#### [ИСХОДНЫЙ ТЕКСТ]
____

Ни на что из перечисленного царь так и не решился. Твердую линию попытался проводить умный и энергичный премьер Трепов, но пробыл на своем посту всего 48 дней. И был отправлен в отставку из-за интриг Протопопова, метившего на его место. Правда, просчитался, но все равно выбор Николая был не лучшим - последним премьером царской России 9.1.17 г. стал Н.Д. Голицын. Дряхлый 66-летний старик, давно находившийся не у дел и возглавлявший лишь комиссию помощи русским военнопленным. Сам о себе он говорил, что его "из нафталина вытащили", долго отказывался и умолял Николая не назначать его. Но последовал высочайший указ, и он повиновался. Так что фактическим "двигателем" в правительстве стал Протопопов.

____

#### [ЗАДАНИЯ]
1. Перескажите в виде списка абзац текста о последнем премьере царской России, начинающийся словами «Ни на что из перечисленного», сохранив основные факты.
2. Какую комиссию возглавлял Н.Д. Голицын до назначения премьером, согласно тексту о последнем премьере царской России?
3. Напишите продолжение текста о последнем премьере царской России, начав сразу после его последнего предложения.
Записи ниже представляют собой отдельный материал и с текстом не связаны.

____

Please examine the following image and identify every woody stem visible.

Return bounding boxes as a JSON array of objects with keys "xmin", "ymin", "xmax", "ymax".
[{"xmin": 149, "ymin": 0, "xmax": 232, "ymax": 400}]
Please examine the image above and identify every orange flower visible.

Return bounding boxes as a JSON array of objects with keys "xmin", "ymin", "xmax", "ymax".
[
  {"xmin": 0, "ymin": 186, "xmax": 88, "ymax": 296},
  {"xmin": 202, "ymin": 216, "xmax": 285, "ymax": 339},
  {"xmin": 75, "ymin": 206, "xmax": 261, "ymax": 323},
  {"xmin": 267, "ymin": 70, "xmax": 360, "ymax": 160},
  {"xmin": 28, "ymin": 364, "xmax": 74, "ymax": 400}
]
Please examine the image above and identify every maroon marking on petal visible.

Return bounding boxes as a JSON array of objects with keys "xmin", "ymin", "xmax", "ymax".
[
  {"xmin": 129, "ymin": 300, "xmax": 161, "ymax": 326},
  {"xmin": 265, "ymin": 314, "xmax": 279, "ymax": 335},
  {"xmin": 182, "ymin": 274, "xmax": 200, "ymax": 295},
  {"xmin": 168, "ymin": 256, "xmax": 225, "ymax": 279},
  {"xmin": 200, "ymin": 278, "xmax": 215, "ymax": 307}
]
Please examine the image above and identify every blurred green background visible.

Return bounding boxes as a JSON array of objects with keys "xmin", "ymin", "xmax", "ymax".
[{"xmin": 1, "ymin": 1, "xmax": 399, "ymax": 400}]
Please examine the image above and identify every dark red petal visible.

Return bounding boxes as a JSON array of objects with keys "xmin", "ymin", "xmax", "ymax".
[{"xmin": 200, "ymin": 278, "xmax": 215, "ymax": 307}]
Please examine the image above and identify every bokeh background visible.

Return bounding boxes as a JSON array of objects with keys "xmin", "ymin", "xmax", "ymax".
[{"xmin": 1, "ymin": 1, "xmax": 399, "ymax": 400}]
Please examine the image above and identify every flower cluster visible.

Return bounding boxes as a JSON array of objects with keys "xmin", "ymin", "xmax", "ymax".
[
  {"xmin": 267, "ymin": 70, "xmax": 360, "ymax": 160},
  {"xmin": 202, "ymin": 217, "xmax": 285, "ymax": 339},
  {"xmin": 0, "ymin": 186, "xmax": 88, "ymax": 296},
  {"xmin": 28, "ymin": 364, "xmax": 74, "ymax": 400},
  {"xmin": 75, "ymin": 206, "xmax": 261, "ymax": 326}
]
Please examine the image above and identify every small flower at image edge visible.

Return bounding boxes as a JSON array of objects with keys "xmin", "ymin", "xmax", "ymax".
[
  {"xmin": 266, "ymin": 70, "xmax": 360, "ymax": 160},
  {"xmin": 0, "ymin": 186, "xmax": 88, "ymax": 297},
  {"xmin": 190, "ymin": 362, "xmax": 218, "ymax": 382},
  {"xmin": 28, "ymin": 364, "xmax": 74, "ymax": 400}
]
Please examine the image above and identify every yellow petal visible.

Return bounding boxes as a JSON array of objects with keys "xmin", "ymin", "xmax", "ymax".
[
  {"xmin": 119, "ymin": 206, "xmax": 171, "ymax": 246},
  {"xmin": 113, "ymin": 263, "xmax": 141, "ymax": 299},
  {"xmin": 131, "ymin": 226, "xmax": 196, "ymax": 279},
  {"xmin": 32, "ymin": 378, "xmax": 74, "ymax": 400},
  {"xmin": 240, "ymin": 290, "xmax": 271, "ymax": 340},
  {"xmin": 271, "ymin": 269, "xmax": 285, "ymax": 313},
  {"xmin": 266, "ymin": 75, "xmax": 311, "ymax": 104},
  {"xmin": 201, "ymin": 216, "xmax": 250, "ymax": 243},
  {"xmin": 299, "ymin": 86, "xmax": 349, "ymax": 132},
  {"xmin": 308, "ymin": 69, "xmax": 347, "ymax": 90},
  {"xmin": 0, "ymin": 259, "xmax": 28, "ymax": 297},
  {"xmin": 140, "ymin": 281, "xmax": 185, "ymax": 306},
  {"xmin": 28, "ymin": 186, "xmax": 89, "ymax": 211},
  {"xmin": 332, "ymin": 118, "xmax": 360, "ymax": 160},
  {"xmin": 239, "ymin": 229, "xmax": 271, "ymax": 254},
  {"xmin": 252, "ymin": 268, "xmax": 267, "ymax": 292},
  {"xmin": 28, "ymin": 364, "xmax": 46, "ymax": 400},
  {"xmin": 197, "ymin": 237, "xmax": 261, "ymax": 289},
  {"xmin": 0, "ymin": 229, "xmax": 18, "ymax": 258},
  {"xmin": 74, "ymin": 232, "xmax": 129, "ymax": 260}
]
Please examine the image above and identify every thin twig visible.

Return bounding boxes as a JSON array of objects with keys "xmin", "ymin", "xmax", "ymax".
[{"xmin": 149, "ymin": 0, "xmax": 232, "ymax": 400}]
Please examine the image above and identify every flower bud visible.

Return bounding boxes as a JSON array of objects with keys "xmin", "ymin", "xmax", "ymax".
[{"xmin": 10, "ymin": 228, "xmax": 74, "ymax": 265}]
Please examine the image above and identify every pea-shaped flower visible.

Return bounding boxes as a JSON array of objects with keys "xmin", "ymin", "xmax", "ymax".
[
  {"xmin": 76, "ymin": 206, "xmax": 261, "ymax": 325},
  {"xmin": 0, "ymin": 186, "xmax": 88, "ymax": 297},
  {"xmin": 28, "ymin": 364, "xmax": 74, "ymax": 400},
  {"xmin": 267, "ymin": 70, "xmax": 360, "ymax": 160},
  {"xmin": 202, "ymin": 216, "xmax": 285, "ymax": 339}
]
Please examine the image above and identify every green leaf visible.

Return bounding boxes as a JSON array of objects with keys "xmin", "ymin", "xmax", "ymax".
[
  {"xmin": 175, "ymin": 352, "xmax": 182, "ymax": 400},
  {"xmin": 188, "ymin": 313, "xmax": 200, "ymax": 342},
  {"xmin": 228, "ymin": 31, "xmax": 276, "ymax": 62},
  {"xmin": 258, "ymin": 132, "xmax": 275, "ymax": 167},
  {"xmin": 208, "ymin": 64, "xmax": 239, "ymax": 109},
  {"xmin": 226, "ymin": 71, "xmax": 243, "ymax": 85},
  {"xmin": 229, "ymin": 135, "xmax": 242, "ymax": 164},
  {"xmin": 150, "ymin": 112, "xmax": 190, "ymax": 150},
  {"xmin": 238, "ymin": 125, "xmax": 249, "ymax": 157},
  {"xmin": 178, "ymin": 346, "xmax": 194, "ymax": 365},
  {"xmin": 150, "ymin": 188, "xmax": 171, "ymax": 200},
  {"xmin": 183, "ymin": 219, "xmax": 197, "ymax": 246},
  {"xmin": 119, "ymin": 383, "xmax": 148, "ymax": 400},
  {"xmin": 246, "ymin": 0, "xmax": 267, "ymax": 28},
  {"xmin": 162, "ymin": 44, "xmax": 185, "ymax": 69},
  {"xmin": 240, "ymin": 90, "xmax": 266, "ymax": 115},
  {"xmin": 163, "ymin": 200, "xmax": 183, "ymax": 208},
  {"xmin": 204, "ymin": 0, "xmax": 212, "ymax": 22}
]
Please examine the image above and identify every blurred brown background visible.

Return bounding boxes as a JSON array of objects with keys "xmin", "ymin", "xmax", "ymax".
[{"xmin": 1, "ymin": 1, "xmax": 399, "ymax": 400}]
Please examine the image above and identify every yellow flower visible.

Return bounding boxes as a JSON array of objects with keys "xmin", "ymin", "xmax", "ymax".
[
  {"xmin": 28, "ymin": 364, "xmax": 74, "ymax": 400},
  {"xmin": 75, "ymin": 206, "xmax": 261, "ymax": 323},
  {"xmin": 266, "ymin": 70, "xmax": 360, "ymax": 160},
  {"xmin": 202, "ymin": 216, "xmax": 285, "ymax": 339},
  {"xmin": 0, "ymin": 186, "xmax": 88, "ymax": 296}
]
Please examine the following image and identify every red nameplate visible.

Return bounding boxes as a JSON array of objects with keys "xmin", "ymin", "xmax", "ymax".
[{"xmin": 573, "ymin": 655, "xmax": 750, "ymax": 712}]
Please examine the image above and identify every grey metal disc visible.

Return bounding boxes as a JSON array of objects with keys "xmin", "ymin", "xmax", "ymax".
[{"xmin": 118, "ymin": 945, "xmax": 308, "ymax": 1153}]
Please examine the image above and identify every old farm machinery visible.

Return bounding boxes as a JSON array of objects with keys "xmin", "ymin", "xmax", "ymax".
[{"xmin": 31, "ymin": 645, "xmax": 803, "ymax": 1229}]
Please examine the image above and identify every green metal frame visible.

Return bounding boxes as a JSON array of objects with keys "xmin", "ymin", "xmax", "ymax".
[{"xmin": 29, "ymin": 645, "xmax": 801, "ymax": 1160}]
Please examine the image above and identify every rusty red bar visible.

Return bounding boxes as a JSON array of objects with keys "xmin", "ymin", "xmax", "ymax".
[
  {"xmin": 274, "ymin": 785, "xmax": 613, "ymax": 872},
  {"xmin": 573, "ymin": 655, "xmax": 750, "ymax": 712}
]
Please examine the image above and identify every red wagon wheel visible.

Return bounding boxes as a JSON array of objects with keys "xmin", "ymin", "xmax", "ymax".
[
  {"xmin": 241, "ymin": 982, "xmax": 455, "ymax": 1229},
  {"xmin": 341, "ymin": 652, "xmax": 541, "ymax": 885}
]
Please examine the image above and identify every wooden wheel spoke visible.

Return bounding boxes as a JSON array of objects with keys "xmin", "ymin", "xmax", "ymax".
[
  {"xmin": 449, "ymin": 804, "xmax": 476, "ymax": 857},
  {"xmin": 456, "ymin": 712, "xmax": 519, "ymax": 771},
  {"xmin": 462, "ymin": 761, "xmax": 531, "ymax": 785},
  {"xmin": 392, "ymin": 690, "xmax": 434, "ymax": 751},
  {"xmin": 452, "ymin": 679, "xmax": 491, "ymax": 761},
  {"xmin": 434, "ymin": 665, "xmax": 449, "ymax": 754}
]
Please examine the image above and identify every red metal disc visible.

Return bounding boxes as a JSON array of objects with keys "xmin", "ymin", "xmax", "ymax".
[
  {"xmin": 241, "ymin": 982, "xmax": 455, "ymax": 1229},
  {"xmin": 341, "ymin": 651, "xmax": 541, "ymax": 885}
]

____

#### [ОТВЕТЫ]
1.
- Царь так и не решился ни на одну из перечисленных мер.
- Премьер Трепов пытался проводить твердую линию, но пробыл на посту всего 48 дней.
- Трепова отправили в отставку из-за интриг Протопопова, который метил на его место, но просчитался.
- Последним премьером царской России 9.1.17 г. стал 66-летний Н.Д. Голицын, до этого возглавлявший лишь комиссию помощи русским военнопленным.
- Голицын долго отказывался и умолял Николая не назначать его, но подчинился высочайшему указу.
- Фактическим «двигателем» правительства стал Протопопов.

2. Комиссию помощи русским военнопленным.

3.
В период пребывания царя в Петрограде (из-за Распутина) кое-какое противодействие подрывным силам все же стало осуществляться - хотя далеко не достаточное и чисто оборонительное. Ведь оппозиция готовила новую, генеральную атаку на власть. Уж наверняка не случайно открытие Думы после каникул было назначено на 9 (22).1 - годовщину "кровавого воскресенья", день традиционных беспорядков на заводах. А чтобы обеспечить "разгон", Думе должны были предшествовать съезды земских и торгово-промышленных организаций. Однако эти мероприятия были запрещены (И Рябушинский после запрета торгово-промышленного съезда заявил: "Лишь чувство великой любви к России заставляет безропотно переносить ежедневно наносимые властью, потерявшей совесть, оскорбления"). Но тиражировалась и распространялась речь, которую на съезде земцев должен был произнести Львов. Где говорилось, что страна ждет "полного обновления и перемены самого духа власти и приемов управления", что "власть стала совершенно чуждой интересам народа", она "бездействует, ее механизм не работает, она вся поглощена борьбой с народом".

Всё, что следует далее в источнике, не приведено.